Answer these questions using the news report below.
1. At roughly what time did the first local resident call dispatchers?
2. What did Glenn Van Nostrand notice while heading home through the park?
3. Where and in what year did Howard Klein receive his undergraduate degree?

* **Study text**:
========

Husband Howard Klein is the founder of RK Equity, his LinkedIn profile identifies, where he currently works as a partner. His profile describes the business as a ‘New York-based boutique capital markets advisory firm.’
He received his undergraduate degree at the University of Michigan in 1990, where he was on a trip with his 17-year-old son, while his wife was killed and dismembered.
No arrests have been made in the investigation, which is still ongoing.
A local resident was the first to stumble across the grisly scene, cops said. Noticing the blood, the Good Samaritan dialed dispatchers at roughly 8:11 a.m.
Police arrived to the scene after a second call was made, according to another local, Glenn Van Nostrand, reportedly the second to come across the body.
Van Nostrand, 51, who had been walking through the park with his two hunting dogs, told the New York Post he noticed what he said was a black Bauer hockey duffel bag while headed down the busy street to his nearby home.
The disturbing discovery comes as New York continues to grapple with a violent crime wave that has seen major crimes rise nearly 50 percent in the past year
Mr Nostrand did not think much of the discovery at first, he told the paper, but bizarre behavior from his two hound dogs spurred him to look inside. ‘They are scent hounds,’ he said. ‘They see the world through their noses.’
When he opened the bag, he found the mangled body, which he said had been packed in the bag in the fetal position.

========

(Items from a data source)

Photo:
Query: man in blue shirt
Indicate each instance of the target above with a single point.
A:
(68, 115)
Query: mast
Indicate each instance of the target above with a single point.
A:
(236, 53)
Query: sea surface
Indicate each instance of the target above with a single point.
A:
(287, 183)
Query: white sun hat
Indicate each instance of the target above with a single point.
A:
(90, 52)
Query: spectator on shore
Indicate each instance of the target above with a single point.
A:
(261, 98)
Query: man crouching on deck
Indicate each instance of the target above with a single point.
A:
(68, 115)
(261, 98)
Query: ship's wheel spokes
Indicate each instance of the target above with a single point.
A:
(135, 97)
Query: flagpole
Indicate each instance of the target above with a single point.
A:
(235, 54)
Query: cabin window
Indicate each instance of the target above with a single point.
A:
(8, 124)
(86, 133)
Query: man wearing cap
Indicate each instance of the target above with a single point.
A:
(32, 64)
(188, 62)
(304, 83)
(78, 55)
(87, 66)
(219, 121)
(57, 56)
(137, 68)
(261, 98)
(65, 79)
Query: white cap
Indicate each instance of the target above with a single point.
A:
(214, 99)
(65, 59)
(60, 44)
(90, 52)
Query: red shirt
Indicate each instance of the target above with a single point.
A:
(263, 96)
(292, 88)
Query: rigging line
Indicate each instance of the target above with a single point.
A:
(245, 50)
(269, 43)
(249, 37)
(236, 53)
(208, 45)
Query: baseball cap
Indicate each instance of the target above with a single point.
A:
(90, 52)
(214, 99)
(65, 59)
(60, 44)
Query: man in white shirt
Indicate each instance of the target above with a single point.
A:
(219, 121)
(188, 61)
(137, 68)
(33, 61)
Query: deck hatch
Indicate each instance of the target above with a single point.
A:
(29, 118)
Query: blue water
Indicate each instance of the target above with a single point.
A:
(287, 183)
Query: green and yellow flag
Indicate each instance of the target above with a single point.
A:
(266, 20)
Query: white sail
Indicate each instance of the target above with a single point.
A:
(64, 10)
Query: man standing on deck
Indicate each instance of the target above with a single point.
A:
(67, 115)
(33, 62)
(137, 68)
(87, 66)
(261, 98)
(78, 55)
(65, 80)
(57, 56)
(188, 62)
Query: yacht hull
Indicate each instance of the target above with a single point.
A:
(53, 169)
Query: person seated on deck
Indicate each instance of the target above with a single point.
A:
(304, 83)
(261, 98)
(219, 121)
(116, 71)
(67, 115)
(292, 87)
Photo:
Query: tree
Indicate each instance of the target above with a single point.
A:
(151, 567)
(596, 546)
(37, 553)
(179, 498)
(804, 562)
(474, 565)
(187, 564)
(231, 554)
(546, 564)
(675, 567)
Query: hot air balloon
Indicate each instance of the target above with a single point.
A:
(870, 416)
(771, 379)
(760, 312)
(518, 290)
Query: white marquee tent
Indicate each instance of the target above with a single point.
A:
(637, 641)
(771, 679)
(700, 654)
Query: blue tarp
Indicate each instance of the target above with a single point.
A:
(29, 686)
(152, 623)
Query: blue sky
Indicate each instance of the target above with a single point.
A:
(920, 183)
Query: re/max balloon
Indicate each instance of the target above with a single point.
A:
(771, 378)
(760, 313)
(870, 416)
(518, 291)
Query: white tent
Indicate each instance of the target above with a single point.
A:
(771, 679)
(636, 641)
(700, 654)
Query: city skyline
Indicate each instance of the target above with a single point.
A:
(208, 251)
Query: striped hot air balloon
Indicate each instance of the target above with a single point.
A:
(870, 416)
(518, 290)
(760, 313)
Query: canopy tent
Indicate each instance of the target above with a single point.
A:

========

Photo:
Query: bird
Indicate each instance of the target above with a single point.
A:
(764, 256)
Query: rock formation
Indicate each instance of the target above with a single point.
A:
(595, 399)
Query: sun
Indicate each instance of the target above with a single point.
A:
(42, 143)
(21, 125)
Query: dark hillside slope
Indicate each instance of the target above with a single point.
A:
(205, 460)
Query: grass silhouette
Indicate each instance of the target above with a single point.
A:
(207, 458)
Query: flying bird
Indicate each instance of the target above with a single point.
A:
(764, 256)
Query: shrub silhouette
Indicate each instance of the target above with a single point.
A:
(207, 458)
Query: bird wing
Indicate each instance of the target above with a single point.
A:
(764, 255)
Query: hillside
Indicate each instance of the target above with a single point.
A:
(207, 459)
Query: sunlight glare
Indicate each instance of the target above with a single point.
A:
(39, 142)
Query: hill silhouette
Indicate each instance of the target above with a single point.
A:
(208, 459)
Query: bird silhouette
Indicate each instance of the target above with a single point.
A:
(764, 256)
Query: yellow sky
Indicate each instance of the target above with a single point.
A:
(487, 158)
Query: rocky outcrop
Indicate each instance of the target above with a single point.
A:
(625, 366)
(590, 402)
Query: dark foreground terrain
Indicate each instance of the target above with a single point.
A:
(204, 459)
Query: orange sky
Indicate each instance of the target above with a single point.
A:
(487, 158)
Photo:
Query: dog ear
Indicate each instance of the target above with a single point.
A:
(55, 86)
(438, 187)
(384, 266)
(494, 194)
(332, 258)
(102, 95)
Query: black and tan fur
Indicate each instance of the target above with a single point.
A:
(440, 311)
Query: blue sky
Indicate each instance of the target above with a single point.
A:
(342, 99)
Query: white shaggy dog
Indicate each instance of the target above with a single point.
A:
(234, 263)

========

* **Expected answer**:
1. Roughly 8:11 a.m.
2. A black Bauer hockey duffel bag.
3. At the University of Michigan, in 1990.